▶ **Work task**
Find how many lines of the records hold the string "lamp" and reply with only that total.
◇ ◇ ◇ ◇
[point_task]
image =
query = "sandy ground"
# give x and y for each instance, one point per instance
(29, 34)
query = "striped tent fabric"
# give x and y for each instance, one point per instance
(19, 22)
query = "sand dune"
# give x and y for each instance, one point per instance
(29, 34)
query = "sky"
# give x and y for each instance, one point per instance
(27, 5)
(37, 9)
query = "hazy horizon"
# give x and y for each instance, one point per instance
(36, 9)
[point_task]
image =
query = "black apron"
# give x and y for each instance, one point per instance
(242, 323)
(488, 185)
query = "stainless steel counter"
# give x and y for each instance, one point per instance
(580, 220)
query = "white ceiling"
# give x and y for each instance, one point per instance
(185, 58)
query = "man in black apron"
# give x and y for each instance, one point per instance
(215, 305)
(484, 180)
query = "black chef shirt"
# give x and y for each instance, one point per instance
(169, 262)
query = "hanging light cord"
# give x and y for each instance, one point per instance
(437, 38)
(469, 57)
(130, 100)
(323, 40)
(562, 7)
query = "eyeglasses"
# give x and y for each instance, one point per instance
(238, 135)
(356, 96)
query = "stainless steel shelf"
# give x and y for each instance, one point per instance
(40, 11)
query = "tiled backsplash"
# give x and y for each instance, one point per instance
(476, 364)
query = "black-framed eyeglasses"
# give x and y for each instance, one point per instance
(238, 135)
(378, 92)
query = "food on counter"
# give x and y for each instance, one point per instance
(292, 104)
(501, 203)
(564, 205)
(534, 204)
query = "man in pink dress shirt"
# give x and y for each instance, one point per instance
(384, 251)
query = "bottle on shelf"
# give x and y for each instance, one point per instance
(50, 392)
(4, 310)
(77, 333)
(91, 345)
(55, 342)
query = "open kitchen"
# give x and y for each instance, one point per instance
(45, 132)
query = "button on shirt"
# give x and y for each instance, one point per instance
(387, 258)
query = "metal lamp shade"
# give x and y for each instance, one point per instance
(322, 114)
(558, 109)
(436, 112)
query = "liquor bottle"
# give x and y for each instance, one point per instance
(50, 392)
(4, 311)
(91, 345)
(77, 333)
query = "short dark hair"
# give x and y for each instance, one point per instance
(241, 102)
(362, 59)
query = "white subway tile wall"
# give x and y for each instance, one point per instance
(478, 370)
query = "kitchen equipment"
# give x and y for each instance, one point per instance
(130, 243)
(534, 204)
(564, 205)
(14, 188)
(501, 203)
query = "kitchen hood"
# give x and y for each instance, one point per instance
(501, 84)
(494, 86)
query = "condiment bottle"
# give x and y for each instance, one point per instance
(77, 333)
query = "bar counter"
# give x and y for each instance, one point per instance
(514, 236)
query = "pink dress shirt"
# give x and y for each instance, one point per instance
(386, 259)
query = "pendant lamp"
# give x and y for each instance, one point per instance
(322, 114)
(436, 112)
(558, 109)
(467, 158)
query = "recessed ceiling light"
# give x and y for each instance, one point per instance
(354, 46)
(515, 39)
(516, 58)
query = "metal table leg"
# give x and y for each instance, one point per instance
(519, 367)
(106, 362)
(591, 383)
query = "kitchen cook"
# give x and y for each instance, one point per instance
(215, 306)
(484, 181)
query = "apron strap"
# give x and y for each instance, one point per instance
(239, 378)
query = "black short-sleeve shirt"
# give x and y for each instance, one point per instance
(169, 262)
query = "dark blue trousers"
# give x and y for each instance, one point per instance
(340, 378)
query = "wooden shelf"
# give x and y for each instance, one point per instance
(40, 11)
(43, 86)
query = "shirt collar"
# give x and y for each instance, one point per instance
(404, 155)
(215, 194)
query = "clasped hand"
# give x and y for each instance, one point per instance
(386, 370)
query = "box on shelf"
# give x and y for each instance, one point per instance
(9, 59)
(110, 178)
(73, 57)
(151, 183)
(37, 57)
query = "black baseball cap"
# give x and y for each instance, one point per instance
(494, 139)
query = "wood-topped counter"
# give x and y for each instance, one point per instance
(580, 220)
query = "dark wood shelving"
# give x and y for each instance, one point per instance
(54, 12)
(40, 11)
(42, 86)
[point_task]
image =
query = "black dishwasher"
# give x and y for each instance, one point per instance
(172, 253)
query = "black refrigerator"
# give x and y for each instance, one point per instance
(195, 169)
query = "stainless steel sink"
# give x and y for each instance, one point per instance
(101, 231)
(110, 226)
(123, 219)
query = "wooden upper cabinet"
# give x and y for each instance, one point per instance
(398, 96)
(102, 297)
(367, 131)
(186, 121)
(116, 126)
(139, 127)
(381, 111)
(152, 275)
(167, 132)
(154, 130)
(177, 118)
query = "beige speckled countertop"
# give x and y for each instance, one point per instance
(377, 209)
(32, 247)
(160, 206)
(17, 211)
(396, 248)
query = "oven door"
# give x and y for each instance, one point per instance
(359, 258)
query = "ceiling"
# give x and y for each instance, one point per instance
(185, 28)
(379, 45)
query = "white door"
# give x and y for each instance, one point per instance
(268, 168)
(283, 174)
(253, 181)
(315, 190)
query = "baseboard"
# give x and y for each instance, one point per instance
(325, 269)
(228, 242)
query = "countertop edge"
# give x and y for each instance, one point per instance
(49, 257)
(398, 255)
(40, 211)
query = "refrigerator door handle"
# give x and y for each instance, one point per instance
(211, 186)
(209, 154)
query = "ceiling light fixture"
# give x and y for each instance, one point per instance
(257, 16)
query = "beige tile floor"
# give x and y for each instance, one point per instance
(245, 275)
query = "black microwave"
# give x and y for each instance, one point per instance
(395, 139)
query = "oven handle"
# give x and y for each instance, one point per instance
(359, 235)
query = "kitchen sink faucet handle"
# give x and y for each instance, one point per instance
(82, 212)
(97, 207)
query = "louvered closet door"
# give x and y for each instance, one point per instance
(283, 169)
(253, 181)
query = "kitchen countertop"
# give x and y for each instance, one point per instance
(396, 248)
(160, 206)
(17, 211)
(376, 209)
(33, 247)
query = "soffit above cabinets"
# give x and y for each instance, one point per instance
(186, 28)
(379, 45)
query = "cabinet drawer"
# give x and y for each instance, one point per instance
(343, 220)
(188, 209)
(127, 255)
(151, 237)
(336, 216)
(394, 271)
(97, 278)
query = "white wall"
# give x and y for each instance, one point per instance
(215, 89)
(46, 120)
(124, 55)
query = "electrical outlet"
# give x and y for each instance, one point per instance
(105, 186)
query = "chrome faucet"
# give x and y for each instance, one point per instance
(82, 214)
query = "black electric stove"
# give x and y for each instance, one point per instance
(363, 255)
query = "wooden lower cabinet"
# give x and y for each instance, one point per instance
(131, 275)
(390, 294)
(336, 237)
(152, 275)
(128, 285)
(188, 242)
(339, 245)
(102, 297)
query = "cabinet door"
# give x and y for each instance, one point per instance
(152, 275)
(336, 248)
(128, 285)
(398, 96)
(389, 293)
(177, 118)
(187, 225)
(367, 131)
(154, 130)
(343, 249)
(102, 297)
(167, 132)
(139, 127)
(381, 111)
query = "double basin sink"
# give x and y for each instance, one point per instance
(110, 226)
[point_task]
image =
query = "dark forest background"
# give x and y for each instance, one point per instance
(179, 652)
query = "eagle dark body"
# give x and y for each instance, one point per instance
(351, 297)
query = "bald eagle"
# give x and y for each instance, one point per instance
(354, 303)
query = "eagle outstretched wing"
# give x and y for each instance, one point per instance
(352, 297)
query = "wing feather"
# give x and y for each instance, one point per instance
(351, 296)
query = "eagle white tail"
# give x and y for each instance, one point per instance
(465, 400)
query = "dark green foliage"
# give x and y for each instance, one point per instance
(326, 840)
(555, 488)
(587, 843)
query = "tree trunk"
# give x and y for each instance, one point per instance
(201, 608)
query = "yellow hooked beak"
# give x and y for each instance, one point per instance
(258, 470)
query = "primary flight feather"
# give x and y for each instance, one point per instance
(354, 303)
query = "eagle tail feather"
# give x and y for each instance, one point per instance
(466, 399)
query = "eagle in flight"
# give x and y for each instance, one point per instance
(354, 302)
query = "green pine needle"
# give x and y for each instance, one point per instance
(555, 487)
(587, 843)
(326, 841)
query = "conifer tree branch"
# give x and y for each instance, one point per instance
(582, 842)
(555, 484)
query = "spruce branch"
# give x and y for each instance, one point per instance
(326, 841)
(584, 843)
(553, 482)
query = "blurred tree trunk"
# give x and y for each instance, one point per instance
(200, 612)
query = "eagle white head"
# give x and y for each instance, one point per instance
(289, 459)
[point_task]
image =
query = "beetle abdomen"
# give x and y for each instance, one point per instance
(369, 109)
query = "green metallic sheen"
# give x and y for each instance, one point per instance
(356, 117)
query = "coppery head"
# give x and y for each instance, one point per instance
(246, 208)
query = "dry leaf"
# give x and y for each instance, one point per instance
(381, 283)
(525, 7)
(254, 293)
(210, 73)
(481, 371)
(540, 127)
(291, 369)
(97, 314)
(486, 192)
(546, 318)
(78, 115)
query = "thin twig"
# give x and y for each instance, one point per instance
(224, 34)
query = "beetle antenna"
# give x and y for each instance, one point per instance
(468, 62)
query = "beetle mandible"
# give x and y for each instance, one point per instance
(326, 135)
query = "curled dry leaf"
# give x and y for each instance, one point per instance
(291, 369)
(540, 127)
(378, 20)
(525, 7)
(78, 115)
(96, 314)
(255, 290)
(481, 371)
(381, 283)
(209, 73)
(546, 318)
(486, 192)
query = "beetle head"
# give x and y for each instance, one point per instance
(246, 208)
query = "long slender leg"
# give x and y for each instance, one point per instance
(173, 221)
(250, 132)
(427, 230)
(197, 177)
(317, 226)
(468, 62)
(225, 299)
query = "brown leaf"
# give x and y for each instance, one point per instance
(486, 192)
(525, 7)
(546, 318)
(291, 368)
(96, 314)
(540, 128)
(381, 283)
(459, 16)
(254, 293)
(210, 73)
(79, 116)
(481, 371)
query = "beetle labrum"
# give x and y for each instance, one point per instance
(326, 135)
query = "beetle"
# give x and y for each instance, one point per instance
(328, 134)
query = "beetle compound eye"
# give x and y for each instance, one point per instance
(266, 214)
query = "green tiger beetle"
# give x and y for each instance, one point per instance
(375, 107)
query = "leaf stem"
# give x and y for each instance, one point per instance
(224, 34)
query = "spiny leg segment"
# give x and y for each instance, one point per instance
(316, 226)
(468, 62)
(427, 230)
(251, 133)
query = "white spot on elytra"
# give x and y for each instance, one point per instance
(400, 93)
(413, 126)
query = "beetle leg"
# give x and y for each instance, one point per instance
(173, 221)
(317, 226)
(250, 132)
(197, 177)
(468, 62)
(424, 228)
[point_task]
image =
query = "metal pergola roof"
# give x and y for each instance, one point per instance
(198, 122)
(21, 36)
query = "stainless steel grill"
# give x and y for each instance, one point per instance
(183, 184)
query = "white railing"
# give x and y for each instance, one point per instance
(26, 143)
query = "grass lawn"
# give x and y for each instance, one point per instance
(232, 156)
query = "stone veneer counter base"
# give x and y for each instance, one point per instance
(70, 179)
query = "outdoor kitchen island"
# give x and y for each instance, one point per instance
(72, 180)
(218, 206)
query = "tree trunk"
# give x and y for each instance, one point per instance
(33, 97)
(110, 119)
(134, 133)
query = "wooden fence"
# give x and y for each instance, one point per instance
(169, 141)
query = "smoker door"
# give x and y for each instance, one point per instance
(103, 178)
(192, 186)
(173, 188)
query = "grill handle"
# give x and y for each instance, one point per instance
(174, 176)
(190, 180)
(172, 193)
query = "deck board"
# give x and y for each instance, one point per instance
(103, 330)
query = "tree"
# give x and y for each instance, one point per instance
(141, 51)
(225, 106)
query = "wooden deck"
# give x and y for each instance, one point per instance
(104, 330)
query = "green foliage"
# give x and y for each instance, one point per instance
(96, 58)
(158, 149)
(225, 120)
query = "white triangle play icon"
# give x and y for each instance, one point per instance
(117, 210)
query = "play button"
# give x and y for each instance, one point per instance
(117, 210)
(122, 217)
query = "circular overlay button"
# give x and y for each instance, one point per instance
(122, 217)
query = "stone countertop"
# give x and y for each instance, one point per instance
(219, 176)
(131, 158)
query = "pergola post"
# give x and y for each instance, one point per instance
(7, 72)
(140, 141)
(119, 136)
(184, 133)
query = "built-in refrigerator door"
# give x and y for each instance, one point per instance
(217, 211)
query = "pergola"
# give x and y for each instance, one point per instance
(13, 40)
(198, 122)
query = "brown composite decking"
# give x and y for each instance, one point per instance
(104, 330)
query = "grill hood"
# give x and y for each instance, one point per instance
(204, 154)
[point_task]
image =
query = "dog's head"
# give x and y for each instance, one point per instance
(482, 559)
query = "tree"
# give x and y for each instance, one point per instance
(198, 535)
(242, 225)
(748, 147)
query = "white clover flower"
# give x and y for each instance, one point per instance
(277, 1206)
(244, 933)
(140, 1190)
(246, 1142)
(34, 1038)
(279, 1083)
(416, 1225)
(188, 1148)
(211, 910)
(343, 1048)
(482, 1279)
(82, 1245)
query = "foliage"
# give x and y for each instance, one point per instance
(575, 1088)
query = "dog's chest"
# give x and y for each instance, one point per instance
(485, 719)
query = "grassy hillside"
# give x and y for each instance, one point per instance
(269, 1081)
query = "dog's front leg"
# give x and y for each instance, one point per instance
◇ ◇ ◇ ◇
▶ **Answer space**
2